:: Fragmento seleccionado ::
========================================

‘Ulises’, de James Joyce
ANDRÉS G. MUGLIA.
Con Ulises estamos, quizás, antes la novela más estudiada, comentada, amada y odiada del siglo XX. Para muchos la mejor novela de ese siglo, para otros (y no los menos) un galimatías indescifrable. Si entendemos una novela como un texto de cierta extensión que contiene una historia, personajes, escenarios, diálogos, vinculados por una lógica que los articula; entonces sería incorrecto decir que Ulises es una novela. O, por lo menos, decir que Ulises es solamente una novela. Ulises es un experimento en una época de posguerra donde el arte tuvo una convulsión vanguardista en muchos planos, que redefinió y marco límites nuevos en la literatura, las artes plásticas, el cine, la danza, el teatro, entre otros.
Desde mi punto de vista, la única advertencia (por lo que pueda valer) que haría al lector que se dispone a leer Ulises, es que deje en la puerta de este universo en el que se apresta a sumergirse, todos sus preconceptos en cuanto a lo que una novela es o debe ser. También, y de paso, la idea de que para disfrutar una obra de arte: sea una novela, una poesía o una pintura, hay que entenderla.

========================================

:: Tareas ::
1. Copia del texto sobre Ulises el pasaje que va desde "Con Ulises estamos, quizás, antes" hasta "teatro, entre otros.", ambos incluidos.
2. Responde a estas preguntas según el texto sobre Ulises:
(a) ¿Qué es Ulises para otros, "y no los menos"?
(b) ¿En qué tipo de época se sitúa Ulises como experimento?
(c) Además de sus preconceptos sobre la novela, ¿qué idea debería dejar en la puerta el lector?

:: Extracto de datos ::
========================================

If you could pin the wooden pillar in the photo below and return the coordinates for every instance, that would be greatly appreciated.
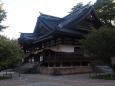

========================================

:: Respuestas ::
1.
Con Ulises estamos, quizás, antes la novela más estudiada, comentada, amada y odiada del siglo XX. Para muchos la mejor novela de ese siglo, para otros (y no los menos) un galimatías indescifrable. Si entendemos una novela como un texto de cierta extensión que contiene una historia, personajes, escenarios, diálogos, vinculados por una lógica que los articula; entonces sería incorrecto decir que Ulises es una novela. O, por lo menos, decir que Ulises es solamente una novela. Ulises es un experimento en una época de posguerra donde el arte tuvo una convulsión vanguardista en muchos planos, que redefinió y marco límites nuevos en la literatura, las artes plásticas, el cine, la danza, el teatro, entre otros.

2.
(a) Un galimatías indescifrable.
(b) En una época de posguerra.
(c) La idea de que para disfrutar una obra de arte hay que entenderla.